# Text to read
▬▬▬▬▬▬▬▬▬▬
87 Three of the six wills probated between 1864 and 1870 include slaves because they were actually written before the Confederate defeat. The wishes of Temperance Jackson Wilkinson could not be carried out after her death because her will, written in 1855 but probated in 1869 consisted entirely of the distribution of thirty slaves she no longer owned. She must have been able to hire some labor force or else recruit her sizable family in the fields for she possessed over 700 pounds of cotton and a farm full of foodstuffs at the time of her death. (Will of Temperance Wilkinson, 1869, Amite County Will Book, Vol. II, 199; Inventory of Temperance Wilkinson, 1869, Amite County Archive File 200.)
88 Richard Bates, Jr., the father-in-law of future testatrix Louisa P. McKenney Bates, had been the third wealthiest man in the county in 1850 according to that year's census. When he died in 1867, after losing all of his slaves, his personal posessions, not including his extensive lands, were still worth nearly $6000. (Inventory of estate of Richard Bates, Jr., Amite County Archive File 11.)
89 In their 1874 and 1884 wills, widows Elceba Lea Wall Bates and Eliza Wilson Cox left $500 cash to each of their many heirs. The childless Elceba Bates bequeathed at least $4500 in cash and distributed her possessions among nine nieces and nephews but did not include any of her stepchildren from her two marriages. Elceba Bates later added a codicil to her will stipulating that $1000 from her estate was to be used to establish a The Lea Female Institute in neighboring Pike County, "as a donation to female education." (Will of Elceba Bates, 1874, Amite County Will Book, Vol. II, p. 272-277; Will of Eliza Cox, 1884, Amite County Will Book, Vol II, p. 284.) Elceba Lea Wall Bates had migrated to Amite County along with her parents Zachariah Lea and Sabrina Clay Lea when she was a little girl. Elceba had married twice, was the second wife of Richard Bates, Jr., and the step mother of Henry M. Bates, Sr., the husband of future testatrix Louisa P. McKenney Bates. Elizabeth Hudson Goolsby Gunby Jenkins, the mother of married testatrix Aletha Dixon, died a widow at the age of ninety in 1890 leaving extensive real estate, money, and railroad stock. (Inventory of Elizabeth Jenkins, 1896, Amite County File 96.) The only non-American testatrix, Albertine Astron, divided all the property she owned in Amite County and her native Sweden between her three children. (Will of Albertina Astron, 1898, Amite County Will Book, Vol. II, p. 310.)
▬▬▬▬▬▬▬▬▬▬
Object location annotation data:
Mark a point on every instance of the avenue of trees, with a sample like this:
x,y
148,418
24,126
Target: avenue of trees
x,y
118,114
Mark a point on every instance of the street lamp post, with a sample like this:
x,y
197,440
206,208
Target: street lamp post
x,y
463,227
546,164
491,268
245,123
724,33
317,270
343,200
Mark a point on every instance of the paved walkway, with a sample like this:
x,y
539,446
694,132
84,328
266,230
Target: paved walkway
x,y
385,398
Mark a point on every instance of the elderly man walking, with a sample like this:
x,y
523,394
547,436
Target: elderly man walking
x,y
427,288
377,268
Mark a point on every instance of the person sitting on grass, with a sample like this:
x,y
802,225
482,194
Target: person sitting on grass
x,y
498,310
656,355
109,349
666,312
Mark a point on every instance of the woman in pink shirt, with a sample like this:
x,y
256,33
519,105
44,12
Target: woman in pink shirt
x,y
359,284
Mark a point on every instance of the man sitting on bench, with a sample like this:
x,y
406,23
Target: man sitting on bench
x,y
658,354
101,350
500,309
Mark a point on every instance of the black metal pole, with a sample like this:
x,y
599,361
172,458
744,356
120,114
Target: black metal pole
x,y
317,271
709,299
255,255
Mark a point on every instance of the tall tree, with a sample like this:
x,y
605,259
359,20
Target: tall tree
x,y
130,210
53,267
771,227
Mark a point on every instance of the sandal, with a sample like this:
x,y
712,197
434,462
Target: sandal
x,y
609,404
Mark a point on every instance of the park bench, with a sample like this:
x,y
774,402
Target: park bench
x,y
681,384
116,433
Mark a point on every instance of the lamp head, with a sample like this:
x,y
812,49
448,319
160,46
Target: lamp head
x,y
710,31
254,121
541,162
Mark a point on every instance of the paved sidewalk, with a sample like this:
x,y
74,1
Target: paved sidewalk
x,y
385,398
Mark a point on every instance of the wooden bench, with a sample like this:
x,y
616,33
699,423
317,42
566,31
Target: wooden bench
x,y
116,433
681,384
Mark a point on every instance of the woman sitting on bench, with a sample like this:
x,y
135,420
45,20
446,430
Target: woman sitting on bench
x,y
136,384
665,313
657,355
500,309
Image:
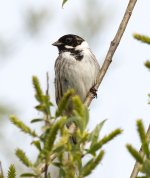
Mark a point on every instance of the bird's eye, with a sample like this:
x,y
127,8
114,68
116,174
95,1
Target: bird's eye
x,y
68,40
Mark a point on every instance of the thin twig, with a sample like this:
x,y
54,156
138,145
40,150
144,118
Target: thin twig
x,y
113,46
136,168
46,124
1,171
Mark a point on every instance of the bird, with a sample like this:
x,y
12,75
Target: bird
x,y
76,67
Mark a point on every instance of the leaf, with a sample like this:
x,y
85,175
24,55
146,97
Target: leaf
x,y
22,126
23,158
37,145
37,120
135,153
28,175
146,167
92,164
104,140
11,171
63,3
142,134
95,133
51,135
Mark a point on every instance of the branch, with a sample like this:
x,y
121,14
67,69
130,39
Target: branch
x,y
136,168
1,171
113,46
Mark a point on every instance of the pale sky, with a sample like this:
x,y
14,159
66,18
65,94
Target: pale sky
x,y
122,97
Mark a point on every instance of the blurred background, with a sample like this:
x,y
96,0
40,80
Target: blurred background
x,y
27,30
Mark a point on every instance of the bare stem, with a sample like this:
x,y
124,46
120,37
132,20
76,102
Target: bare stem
x,y
1,171
136,168
113,46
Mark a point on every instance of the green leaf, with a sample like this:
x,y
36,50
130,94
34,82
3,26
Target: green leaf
x,y
104,140
63,3
92,164
23,158
135,153
11,171
37,120
28,175
142,134
22,126
146,167
93,137
51,135
37,144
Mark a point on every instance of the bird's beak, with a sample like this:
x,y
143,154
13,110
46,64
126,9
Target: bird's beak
x,y
57,43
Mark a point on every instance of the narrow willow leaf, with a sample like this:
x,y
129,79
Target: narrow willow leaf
x,y
37,120
63,3
142,134
93,137
22,126
11,172
23,158
92,164
37,144
28,175
146,167
135,153
51,136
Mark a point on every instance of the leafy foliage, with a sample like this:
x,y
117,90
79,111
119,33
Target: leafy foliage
x,y
23,158
11,172
55,144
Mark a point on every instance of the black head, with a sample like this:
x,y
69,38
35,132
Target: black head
x,y
69,41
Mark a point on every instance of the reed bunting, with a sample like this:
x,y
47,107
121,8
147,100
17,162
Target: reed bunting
x,y
76,67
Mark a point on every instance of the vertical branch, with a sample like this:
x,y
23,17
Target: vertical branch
x,y
46,123
47,94
136,169
113,46
1,171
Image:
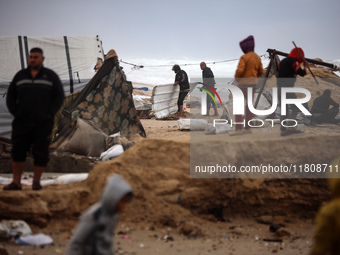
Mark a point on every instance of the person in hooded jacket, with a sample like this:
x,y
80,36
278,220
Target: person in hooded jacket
x,y
248,70
94,234
288,70
327,229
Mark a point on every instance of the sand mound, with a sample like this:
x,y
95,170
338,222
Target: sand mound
x,y
158,171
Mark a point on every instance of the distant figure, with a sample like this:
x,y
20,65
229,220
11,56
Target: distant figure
x,y
248,70
320,109
208,78
327,229
182,80
288,70
94,234
33,98
99,64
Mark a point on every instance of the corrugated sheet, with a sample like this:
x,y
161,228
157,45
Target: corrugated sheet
x,y
164,99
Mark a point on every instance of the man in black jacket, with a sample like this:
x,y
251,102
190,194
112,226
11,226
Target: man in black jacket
x,y
33,98
208,78
182,80
320,110
289,69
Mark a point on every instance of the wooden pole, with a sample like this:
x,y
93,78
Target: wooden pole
x,y
303,58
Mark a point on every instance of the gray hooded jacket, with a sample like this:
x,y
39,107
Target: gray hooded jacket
x,y
94,234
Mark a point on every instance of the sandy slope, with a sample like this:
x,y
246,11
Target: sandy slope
x,y
158,170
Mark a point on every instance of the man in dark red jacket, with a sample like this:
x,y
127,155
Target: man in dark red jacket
x,y
33,98
289,69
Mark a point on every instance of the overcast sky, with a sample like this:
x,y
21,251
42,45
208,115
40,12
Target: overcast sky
x,y
193,30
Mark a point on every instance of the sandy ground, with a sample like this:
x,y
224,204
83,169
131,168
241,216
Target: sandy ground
x,y
240,234
157,222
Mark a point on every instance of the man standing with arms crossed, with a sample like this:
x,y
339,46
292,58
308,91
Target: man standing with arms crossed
x,y
33,98
182,80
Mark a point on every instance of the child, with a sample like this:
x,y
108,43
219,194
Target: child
x,y
94,234
327,231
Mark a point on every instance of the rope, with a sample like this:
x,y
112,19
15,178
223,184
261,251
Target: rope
x,y
137,67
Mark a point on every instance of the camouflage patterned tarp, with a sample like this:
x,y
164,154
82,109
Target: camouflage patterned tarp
▬▬▬▬▬▬▬▬▬▬
# Objective A
In the notes on Amite County wills, why could the wishes of Temperance Jackson Wilkinson not be carried out after her death?
# Objective B
In the notes on Amite County wills, switch "father-in-law" to "uncle" and write out the passage from "88 Richard Bates, Jr., the" up to and including "Archive File 11.)".

# Expected answer A
Her will was written in 1855 but probated in 1869, and it consisted entirely of the distribution of thirty slaves she no longer owned.

# Expected answer B
88 Richard Bates, Jr., the uncle of future testatrix Louisa P. McKenney Bates, had been the third wealthiest man in the county in 1850 according to that year's census. When he died in 1867, after losing all of his slaves, his personal posessions, not including his extensive lands, were still worth nearly $6000. (Inventory of estate of Richard Bates, Jr., Amite County Archive File 11.)